● **Gestellte Aufgabe**
Wandle sämtliche Zeilen der folgenden Datensätze in eine JSON-Liste von Zeichenketten um. Jede Zeile wird zu genau einer Zeichenkette, und Leerzeilen entfallen.

______

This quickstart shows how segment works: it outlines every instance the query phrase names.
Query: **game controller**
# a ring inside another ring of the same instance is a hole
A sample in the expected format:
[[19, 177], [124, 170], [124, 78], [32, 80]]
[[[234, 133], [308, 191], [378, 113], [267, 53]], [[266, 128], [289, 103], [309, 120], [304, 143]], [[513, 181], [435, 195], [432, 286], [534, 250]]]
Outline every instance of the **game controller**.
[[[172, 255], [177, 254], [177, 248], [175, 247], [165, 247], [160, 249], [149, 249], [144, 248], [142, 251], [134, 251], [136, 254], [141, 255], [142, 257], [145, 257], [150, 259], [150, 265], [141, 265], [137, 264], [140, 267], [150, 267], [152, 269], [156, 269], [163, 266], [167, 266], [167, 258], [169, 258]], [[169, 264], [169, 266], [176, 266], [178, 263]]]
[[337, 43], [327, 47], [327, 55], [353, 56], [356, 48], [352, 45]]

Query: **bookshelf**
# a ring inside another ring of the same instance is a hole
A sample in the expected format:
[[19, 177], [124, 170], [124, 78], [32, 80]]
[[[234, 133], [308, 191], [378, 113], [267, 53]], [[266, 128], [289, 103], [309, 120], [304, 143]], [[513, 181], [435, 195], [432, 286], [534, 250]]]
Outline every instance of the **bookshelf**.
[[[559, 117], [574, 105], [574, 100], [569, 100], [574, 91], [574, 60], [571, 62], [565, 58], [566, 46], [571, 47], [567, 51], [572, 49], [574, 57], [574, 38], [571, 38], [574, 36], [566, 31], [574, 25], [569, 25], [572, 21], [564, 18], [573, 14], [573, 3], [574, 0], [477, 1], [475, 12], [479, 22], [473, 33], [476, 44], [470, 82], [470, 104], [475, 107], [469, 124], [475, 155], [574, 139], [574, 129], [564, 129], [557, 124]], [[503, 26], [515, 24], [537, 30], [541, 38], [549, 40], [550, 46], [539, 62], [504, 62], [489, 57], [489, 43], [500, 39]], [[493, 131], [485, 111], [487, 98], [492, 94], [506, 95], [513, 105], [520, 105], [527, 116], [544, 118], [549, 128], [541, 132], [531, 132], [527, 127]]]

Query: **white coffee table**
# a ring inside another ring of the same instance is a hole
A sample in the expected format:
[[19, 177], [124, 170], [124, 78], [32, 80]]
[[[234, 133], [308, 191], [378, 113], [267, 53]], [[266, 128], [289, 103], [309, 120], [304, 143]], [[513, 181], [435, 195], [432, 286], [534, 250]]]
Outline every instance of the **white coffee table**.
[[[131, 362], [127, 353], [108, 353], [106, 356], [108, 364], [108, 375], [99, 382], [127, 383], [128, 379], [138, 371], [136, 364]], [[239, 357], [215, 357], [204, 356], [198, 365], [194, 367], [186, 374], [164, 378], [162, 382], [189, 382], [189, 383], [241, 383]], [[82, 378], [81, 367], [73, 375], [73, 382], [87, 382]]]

______

● **Ausgabe folgt**
[
  "This quickstart shows how segment works: it outlines every instance the query phrase names.",
  "Query: **game controller**",
  "# a ring inside another ring of the same instance is a hole",
  "A sample in the expected format:",
  "[[19, 177], [124, 170], [124, 78], [32, 80]]",
  "[[[234, 133], [308, 191], [378, 113], [267, 53]], [[266, 128], [289, 103], [309, 120], [304, 143]], [[513, 181], [435, 195], [432, 286], [534, 250]]]",
  "Outline every instance of the **game controller**.",
  "[[[172, 255], [177, 254], [177, 248], [175, 247], [165, 247], [160, 249], [149, 249], [144, 248], [142, 251], [134, 251], [136, 254], [141, 255], [142, 257], [145, 257], [150, 259], [150, 265], [141, 265], [137, 264], [140, 267], [150, 267], [152, 269], [156, 269], [163, 266], [167, 266], [167, 258], [169, 258]], [[169, 264], [169, 266], [176, 266], [178, 263]]]",
  "[[337, 43], [327, 47], [327, 55], [353, 56], [356, 48], [352, 45]]",
  "Query: **bookshelf**",
  "# a ring inside another ring of the same instance is a hole",
  "A sample in the expected format:",
  "[[19, 177], [124, 170], [124, 78], [32, 80]]",
  "[[[234, 133], [308, 191], [378, 113], [267, 53]], [[266, 128], [289, 103], [309, 120], [304, 143]], [[513, 181], [435, 195], [432, 286], [534, 250]]]",
  "Outline every instance of the **bookshelf**.",
  "[[[559, 117], [574, 105], [574, 100], [569, 100], [574, 91], [574, 60], [571, 62], [565, 58], [566, 46], [571, 47], [567, 51], [572, 49], [574, 57], [574, 38], [571, 38], [574, 36], [566, 31], [574, 25], [569, 25], [572, 21], [564, 18], [573, 14], [573, 3], [574, 0], [477, 1], [475, 12], [479, 22], [473, 33], [476, 44], [470, 82], [470, 104], [475, 107], [469, 124], [475, 155], [574, 139], [574, 129], [564, 129], [557, 124]], [[503, 26], [515, 24], [537, 30], [541, 38], [549, 40], [550, 46], [539, 62], [504, 62], [489, 57], [489, 43], [500, 39]], [[493, 131], [485, 111], [487, 98], [492, 94], [506, 95], [513, 105], [520, 105], [527, 116], [544, 118], [549, 128], [541, 132], [531, 132], [527, 127]]]",
  "Query: **white coffee table**",
  "# a ring inside another ring of the same instance is a hole",
  "A sample in the expected format:",
  "[[19, 177], [124, 170], [124, 78], [32, 80]]",
  "[[[234, 133], [308, 191], [378, 113], [267, 53]], [[266, 128], [289, 103], [309, 120], [304, 143]], [[513, 181], [435, 195], [432, 286], [534, 250]]]",
  "Outline every instance of the **white coffee table**.",
  "[[[131, 362], [127, 353], [108, 353], [106, 356], [108, 364], [108, 375], [99, 382], [127, 383], [128, 379], [138, 371], [136, 364]], [[239, 357], [215, 357], [204, 356], [198, 365], [194, 367], [186, 374], [164, 378], [162, 382], [189, 382], [189, 383], [241, 383]], [[82, 378], [81, 367], [73, 375], [73, 382], [87, 382]]]"
]